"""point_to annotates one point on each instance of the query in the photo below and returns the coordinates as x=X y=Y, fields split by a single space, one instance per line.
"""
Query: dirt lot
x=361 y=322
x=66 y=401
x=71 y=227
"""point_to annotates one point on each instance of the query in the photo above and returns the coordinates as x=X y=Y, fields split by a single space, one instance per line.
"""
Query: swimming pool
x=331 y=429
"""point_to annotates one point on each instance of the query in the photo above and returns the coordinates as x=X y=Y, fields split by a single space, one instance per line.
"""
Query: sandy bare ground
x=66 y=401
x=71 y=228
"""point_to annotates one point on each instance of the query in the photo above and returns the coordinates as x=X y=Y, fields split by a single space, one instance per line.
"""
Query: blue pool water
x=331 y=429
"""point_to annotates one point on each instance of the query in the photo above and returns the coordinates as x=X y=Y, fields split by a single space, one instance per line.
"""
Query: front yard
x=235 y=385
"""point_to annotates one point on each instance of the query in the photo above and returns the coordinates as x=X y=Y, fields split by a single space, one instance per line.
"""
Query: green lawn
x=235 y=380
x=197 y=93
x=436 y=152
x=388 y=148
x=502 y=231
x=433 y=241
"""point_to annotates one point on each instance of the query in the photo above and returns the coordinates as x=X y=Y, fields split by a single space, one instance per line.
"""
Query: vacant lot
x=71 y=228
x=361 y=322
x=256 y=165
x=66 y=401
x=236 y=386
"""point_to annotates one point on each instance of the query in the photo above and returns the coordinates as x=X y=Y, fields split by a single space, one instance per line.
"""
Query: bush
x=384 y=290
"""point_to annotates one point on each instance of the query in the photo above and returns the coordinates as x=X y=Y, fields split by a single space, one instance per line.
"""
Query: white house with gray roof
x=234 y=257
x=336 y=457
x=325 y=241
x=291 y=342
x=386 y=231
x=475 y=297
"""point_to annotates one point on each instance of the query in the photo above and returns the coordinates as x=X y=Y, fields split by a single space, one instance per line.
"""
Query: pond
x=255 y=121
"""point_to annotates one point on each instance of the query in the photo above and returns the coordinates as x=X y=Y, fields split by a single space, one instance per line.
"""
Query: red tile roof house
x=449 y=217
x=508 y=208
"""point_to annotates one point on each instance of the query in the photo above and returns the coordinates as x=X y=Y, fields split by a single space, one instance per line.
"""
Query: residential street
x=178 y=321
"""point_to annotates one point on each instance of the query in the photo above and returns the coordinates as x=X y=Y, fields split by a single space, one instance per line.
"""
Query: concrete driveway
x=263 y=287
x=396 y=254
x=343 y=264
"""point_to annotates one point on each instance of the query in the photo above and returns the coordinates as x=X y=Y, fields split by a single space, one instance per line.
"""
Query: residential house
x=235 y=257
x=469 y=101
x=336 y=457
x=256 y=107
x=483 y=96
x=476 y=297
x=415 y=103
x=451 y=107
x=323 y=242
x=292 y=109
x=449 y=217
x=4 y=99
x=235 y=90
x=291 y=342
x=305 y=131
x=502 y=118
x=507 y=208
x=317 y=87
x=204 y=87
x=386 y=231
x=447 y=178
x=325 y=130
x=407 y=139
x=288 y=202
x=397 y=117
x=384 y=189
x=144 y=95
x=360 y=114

▸ What you will do: In this exercise, give every record above again exactly.

▸ Output below:
"""point_to annotates one point on each instance of the query in the photo below and returns the coordinates as x=X y=Y, fields split by a single space, one instance per line.
"""
Query: dirt lot
x=361 y=322
x=66 y=401
x=71 y=227
"""point_to annotates one point on each instance of the query in the photo above and returns the coordinates as x=X y=Y, fields split by a single space, one instance per line.
"""
Query: swimming pool
x=331 y=429
"""point_to annotates one point on each instance of the query in the photo above and returns the coordinates as x=X y=Y, fields split by a single space, one instance per line.
"""
Query: sandy bare ground
x=66 y=401
x=71 y=228
"""point_to annotates one point on each instance of the query in the photo above and returns the coordinates as x=X y=Y, fields split by a single space, one instance per line.
"""
Query: blue pool water
x=331 y=429
"""point_to annotates one point on each instance of the query in the photo above and returns the coordinates as x=X y=Y, fields split by a single space, one instance per line.
"""
Query: front yard
x=235 y=385
"""point_to annotates one point on each instance of the query in the photo above and returns the coordinates as x=X y=Y, fields split by a single space, one instance per line.
"""
Query: green lawn
x=235 y=380
x=197 y=93
x=436 y=152
x=388 y=148
x=502 y=231
x=433 y=241
"""point_to annotates one point on each instance of the query in the photo above and returns the coordinates as x=X y=Y, fields split by a single space, one instance per line.
"""
Query: vacant lot
x=71 y=228
x=361 y=322
x=256 y=165
x=66 y=401
x=236 y=386
"""point_to annotates one point on each instance of the query in the photo above and returns the coordinates as x=X y=Y, fields split by a single space, one instance per line.
"""
Query: bush
x=384 y=290
"""point_to annotates one point on each instance of the query in the photo above and returns the coordinates as x=X y=Y, fields split by a single space, one instance per line.
"""
Query: white house with gray roof
x=234 y=257
x=336 y=457
x=325 y=241
x=291 y=342
x=386 y=231
x=475 y=297
"""point_to annotates one point on each instance of the query in the photo above and returns the coordinates as x=X y=Y, fields split by a single space, one instance per line.
"""
Query: pond
x=255 y=121
"""point_to annotates one point on each instance of the query in the photo above and returns the coordinates as x=X y=Y, fields split by a single space, one instance per line.
"""
Query: red tile roof house
x=449 y=217
x=508 y=208
"""point_to annotates one point on each instance of the query in the photo above and returns the coordinates as x=X y=Y, fields split by a single space, one instance per line.
"""
Query: residential street
x=178 y=321
"""point_to annotates one point on each instance of the query in the photo above and returns the coordinates as x=X y=Y, fields split by a single space, one instance per line.
"""
Query: concrete driveway
x=263 y=287
x=396 y=254
x=343 y=264
"""point_to annotates one point on each instance of the query in the photo above and returns the coordinates as x=X y=Y, fields split by a single space, one instance per line.
"""
Query: residential house
x=235 y=257
x=469 y=101
x=336 y=457
x=256 y=107
x=483 y=96
x=476 y=297
x=415 y=103
x=451 y=107
x=323 y=242
x=292 y=109
x=449 y=217
x=4 y=99
x=235 y=90
x=291 y=342
x=305 y=131
x=502 y=118
x=507 y=208
x=317 y=87
x=204 y=87
x=386 y=231
x=447 y=178
x=325 y=130
x=407 y=139
x=288 y=202
x=397 y=117
x=384 y=189
x=144 y=95
x=360 y=114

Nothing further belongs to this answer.